begin Records provided
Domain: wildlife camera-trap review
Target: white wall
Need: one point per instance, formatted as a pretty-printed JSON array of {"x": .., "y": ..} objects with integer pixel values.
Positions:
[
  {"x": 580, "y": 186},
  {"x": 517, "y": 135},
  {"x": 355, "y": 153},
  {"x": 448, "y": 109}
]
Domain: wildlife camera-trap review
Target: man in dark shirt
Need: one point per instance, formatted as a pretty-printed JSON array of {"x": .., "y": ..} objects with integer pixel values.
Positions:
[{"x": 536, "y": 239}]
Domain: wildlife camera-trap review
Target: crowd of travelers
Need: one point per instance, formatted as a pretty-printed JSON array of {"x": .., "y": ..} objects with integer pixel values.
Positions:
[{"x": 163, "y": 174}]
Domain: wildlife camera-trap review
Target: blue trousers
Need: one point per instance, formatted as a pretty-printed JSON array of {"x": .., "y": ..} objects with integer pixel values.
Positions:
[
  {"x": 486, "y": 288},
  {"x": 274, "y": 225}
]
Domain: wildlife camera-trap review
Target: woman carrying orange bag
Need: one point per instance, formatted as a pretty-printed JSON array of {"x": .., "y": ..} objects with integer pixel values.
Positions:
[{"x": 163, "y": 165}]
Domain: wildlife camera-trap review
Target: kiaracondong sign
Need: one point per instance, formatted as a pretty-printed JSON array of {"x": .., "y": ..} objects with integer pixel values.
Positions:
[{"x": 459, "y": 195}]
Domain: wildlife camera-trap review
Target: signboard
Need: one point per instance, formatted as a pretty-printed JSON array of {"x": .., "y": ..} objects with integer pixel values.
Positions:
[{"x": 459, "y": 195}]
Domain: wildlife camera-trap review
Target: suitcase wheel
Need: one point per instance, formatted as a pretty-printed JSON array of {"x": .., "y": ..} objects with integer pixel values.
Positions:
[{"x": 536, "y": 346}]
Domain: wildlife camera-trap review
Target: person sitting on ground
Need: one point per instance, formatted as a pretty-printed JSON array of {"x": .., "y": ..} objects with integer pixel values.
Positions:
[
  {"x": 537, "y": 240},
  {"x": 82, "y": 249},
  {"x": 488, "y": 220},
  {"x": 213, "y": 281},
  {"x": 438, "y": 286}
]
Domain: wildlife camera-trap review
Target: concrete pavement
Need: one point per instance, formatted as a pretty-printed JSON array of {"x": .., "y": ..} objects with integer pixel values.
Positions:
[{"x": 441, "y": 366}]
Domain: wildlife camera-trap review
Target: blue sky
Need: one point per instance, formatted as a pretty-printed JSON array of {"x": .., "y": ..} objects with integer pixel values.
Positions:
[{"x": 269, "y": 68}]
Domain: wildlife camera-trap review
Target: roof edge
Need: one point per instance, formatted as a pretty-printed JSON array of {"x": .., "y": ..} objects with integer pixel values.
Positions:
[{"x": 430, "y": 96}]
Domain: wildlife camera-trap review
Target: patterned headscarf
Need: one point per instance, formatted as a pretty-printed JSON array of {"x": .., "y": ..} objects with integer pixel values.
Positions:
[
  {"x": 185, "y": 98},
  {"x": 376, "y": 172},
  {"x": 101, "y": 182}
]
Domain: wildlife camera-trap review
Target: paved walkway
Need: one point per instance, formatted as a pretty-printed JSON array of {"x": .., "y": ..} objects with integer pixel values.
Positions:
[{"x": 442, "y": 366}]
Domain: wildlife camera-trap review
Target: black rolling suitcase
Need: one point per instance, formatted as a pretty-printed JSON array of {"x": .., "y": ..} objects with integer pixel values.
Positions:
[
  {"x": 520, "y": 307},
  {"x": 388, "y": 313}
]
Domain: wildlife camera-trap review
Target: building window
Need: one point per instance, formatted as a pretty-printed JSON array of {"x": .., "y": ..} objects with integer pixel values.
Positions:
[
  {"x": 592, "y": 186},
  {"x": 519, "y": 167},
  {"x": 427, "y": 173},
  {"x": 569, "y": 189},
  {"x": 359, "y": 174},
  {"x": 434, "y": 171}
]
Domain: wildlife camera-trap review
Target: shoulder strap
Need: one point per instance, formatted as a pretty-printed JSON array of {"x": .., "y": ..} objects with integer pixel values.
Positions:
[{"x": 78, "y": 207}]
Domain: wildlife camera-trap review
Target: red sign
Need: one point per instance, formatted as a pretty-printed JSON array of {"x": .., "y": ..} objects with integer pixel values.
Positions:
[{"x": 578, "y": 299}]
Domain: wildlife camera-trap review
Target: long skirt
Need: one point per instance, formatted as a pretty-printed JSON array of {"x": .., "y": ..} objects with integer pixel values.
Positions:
end Records provided
=== Set task ===
All the data must be duplicated exactly, with nothing added or removed.

=== Answer to the problem ===
Domain: wildlife camera-trap review
Target: white wall
Need: one point per instance, formatted as a pretty-printed JSON array of {"x": .., "y": ..} objects with integer pixel values.
Positions:
[
  {"x": 580, "y": 186},
  {"x": 517, "y": 135},
  {"x": 355, "y": 153},
  {"x": 448, "y": 109}
]
Domain: wildlife camera-trap review
Target: man in dark shirt
Need: one point per instance, formatted as a pretty-printed JSON array of {"x": .., "y": ..} objects with integer pixel values.
Positions:
[{"x": 536, "y": 239}]
Domain: wildlife camera-trap review
Target: crowd of travelers
Need: one point per instance, formatted as a pretty-printed JSON array of {"x": .., "y": ..} objects with integer pixel values.
Positions:
[{"x": 163, "y": 174}]
Domain: wildlife camera-trap review
Target: blue trousers
Need: one point per instance, formatted as a pretty-printed JSON array of {"x": .., "y": ..} objects with integer pixel values.
Positions:
[
  {"x": 486, "y": 288},
  {"x": 274, "y": 225}
]
Domain: wildlife camera-trap review
Target: woman carrying orange bag
Need: one point per instance, formatted as a pretty-printed JSON array of {"x": .., "y": ..} objects with integer pixel values.
Positions:
[{"x": 163, "y": 165}]
Domain: wildlife camera-trap review
Target: kiaracondong sign
Need: one point per instance, formatted as a pretty-printed JSON array of {"x": .., "y": ..} objects with integer pixel values.
Positions:
[{"x": 459, "y": 195}]
Domain: wildlife camera-trap review
Target: signboard
Need: one point per instance, formatted as a pretty-printed JSON array of {"x": .., "y": ..} objects with integer pixel values.
Positions:
[{"x": 459, "y": 195}]
Domain: wildlife camera-trap review
Target: suitcase wheel
Need: one point per instance, formatted as a pretty-printed JSON array of {"x": .., "y": ..} objects with integer pixel values.
Positions:
[{"x": 536, "y": 346}]
Domain: wildlife camera-trap review
Target: person sitting on ground
Need: one point per instance, formatted as a pretty-printed JSON array of {"x": .., "y": ..} objects with integer pixel values.
Positions:
[
  {"x": 537, "y": 240},
  {"x": 82, "y": 249},
  {"x": 488, "y": 220},
  {"x": 213, "y": 281},
  {"x": 438, "y": 286}
]
Domain: wildlife camera-trap review
Target: concrete pavement
Need: one point per instance, formatted as a pretty-printed JSON array of {"x": .., "y": ..} objects with integer pixel values.
Positions:
[{"x": 441, "y": 366}]
Domain: wildlife camera-trap review
Target: blue sky
Need: one point per instance, formatted as a pretty-printed JSON array of {"x": .., "y": ..} objects with integer pixel values.
Positions:
[{"x": 269, "y": 68}]
Domain: wildlife camera-trap review
Target: roof edge
Need: one point per instance, formatted as a pretty-printed JSON array of {"x": .., "y": ..} objects with integer pixel values.
Positions:
[{"x": 430, "y": 96}]
Domain: wildlife camera-trap review
Target: patterned headscarf
Need: one point per instance, formatted as a pretty-printed JSON array of {"x": .., "y": ..} objects with integer pixel values.
Positions:
[
  {"x": 185, "y": 98},
  {"x": 376, "y": 172},
  {"x": 101, "y": 182}
]
Domain: wildlife camera-trap review
Target: paved walkway
Need: one point per instance, formatted as a pretty-printed JSON array of {"x": .., "y": ..} objects with integer pixel values.
Positions:
[{"x": 442, "y": 366}]
Domain: wildlife camera-trap review
Target: black rolling suitcase
Need: one point per instance, formatted as a pretty-printed JSON array of {"x": .., "y": ..} objects with integer pixel values.
Positions:
[
  {"x": 520, "y": 307},
  {"x": 388, "y": 313}
]
Domain: wildlife camera-trap review
Target: building window
Need: one point per instance, formatted as a pretty-printed JSON array of {"x": .., "y": ..} objects with integer pixel values.
Positions:
[
  {"x": 592, "y": 186},
  {"x": 519, "y": 167},
  {"x": 427, "y": 173},
  {"x": 569, "y": 189},
  {"x": 359, "y": 174},
  {"x": 434, "y": 171}
]
Domain: wildlife camera-trap review
Target: shoulder strap
Need: one point per instance, formatted as a pretty-printed JSON array of {"x": .., "y": ..} objects with integer pixel values.
Positions:
[{"x": 78, "y": 207}]
Domain: wildlife camera-trap review
Target: red sign
Need: one point per instance, formatted as a pretty-printed JSON array of {"x": .., "y": ..} objects with integer pixel values.
Positions:
[{"x": 578, "y": 299}]
Domain: wildlife camera-trap review
Target: long skirt
Need: one point per instance, formatted as a pretty-printed JSON array of {"x": .., "y": ..} objects with integer pixel values.
Positions:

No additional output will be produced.